** Information provided follows **

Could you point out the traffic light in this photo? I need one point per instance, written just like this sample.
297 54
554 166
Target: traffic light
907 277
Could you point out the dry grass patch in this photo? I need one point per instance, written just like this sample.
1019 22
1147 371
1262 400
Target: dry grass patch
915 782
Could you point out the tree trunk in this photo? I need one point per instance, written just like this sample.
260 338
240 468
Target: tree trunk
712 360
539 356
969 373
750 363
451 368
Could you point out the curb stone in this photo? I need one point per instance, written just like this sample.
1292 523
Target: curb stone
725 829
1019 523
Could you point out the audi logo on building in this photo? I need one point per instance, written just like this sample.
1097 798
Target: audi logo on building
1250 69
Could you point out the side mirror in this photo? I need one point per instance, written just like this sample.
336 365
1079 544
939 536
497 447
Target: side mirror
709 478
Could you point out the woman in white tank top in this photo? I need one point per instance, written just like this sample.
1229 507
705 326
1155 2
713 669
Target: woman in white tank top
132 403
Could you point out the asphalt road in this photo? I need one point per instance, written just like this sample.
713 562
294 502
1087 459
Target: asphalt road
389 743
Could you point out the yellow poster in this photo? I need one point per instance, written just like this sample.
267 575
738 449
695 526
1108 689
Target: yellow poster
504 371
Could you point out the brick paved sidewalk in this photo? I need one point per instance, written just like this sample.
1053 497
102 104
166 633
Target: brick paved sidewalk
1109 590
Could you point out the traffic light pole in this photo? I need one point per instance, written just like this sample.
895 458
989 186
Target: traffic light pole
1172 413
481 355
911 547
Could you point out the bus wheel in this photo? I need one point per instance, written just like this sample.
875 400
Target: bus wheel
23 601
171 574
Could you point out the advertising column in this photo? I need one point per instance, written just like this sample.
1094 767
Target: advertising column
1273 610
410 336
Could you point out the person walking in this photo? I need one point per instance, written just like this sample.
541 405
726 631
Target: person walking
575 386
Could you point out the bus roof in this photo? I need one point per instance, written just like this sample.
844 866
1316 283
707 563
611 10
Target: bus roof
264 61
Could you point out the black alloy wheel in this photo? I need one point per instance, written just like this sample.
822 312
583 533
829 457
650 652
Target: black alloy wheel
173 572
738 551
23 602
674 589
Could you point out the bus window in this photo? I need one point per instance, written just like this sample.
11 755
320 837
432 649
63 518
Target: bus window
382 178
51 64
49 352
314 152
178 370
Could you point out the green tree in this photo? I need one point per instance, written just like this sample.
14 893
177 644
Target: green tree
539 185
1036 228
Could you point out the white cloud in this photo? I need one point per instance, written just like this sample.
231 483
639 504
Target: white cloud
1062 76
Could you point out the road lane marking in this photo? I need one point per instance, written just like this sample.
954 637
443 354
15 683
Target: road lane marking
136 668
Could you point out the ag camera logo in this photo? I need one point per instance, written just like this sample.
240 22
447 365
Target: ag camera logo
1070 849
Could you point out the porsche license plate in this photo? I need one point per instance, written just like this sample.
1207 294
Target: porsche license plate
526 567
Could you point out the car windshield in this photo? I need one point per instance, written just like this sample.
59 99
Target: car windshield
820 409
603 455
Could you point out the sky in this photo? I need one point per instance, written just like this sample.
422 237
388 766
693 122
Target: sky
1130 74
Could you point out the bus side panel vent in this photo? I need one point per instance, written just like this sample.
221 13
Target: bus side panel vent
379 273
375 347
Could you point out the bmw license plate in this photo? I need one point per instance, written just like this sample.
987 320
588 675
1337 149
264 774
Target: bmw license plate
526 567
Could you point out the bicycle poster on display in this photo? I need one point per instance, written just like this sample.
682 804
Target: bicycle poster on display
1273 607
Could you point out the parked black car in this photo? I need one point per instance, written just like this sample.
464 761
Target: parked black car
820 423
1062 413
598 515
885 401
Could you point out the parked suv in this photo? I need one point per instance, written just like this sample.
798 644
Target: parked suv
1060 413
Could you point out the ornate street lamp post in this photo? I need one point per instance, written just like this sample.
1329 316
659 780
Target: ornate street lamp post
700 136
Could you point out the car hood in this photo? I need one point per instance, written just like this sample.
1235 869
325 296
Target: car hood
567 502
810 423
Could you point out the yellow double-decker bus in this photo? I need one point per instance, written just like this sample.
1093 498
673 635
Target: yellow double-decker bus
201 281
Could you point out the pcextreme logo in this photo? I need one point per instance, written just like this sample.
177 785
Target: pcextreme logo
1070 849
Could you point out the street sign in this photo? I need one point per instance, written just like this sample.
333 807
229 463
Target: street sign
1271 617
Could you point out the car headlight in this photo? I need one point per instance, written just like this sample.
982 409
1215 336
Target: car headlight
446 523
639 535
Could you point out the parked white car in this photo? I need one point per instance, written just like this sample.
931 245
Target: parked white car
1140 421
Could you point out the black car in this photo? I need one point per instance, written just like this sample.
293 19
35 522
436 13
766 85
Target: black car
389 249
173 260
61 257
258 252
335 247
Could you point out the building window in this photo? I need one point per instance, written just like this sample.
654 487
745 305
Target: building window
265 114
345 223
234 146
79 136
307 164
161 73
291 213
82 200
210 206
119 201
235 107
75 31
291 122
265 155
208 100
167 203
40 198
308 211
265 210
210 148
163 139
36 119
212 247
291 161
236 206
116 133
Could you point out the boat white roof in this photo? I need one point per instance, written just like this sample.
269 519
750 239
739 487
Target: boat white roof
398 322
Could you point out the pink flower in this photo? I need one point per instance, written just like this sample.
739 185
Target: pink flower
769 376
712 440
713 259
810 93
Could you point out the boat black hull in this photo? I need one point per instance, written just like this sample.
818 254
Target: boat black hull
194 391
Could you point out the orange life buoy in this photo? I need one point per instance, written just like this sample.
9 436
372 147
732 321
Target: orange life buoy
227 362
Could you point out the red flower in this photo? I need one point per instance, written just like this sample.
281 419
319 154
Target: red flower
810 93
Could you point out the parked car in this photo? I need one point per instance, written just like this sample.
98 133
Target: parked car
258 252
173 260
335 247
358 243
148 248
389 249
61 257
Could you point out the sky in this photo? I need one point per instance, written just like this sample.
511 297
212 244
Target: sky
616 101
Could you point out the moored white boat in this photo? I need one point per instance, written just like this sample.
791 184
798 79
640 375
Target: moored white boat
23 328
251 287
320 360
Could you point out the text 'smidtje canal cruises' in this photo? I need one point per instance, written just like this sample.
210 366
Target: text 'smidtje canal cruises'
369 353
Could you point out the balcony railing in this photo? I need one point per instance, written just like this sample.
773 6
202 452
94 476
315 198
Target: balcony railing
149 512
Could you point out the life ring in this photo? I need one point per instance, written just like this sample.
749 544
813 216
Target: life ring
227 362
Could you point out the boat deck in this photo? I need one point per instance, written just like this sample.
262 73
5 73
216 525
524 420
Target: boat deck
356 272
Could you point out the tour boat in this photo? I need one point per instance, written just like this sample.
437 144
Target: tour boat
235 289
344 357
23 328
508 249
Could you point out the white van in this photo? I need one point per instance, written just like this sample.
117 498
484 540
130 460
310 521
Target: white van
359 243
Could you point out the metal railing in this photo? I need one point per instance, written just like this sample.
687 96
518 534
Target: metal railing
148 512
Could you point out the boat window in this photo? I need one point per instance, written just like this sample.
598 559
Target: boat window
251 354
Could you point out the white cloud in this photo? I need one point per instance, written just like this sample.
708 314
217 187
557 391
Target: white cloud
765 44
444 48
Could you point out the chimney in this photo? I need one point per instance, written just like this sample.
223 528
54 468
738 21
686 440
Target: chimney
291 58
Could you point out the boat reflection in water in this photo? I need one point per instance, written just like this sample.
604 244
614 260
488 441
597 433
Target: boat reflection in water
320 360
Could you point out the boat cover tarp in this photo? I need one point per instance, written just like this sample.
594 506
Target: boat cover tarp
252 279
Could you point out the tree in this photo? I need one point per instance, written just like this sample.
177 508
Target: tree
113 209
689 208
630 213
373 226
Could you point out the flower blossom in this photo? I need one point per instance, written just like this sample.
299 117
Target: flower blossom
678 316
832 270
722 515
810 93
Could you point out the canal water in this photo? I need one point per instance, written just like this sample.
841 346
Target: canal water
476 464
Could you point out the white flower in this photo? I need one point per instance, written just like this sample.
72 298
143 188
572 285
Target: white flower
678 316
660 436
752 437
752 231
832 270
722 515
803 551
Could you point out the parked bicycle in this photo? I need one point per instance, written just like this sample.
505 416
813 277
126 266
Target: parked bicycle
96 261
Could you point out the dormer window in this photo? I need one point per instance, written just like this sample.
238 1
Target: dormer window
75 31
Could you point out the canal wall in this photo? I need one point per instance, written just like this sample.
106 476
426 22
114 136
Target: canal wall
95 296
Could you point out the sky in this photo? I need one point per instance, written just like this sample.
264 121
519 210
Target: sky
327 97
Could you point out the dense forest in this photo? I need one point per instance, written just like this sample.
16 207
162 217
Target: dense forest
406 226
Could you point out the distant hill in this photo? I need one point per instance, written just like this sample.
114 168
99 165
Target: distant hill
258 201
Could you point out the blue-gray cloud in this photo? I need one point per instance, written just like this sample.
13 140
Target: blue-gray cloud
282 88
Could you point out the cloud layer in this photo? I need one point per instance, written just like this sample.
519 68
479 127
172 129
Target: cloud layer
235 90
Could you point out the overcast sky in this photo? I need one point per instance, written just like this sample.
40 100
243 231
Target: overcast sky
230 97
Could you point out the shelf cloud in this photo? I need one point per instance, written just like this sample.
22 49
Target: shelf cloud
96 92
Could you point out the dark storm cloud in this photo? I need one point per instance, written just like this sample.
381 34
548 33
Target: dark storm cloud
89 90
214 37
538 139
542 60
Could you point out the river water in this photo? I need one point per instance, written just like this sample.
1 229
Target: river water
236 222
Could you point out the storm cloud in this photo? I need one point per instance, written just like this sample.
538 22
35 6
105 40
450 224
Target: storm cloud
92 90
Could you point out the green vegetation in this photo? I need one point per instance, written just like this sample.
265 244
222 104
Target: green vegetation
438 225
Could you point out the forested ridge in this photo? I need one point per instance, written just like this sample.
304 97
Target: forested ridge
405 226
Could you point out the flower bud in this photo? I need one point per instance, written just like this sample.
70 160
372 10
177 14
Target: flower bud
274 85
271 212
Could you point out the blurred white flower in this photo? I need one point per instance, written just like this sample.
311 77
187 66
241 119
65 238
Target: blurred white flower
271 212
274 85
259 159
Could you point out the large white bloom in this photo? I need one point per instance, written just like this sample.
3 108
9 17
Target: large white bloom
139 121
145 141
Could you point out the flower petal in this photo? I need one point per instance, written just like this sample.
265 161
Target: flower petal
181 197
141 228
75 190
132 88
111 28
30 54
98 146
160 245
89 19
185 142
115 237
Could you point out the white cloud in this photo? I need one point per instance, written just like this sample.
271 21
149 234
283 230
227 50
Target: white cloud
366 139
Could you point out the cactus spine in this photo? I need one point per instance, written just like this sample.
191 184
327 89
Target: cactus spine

** End of Information provided **

> [Task instructions]:
All lines of the listing that contain the word "spine" should be copied out.

> [Answer below]:
Could you point out the cactus spine in this photo? I need one point per instance, written just like this sample.
Target: cactus spine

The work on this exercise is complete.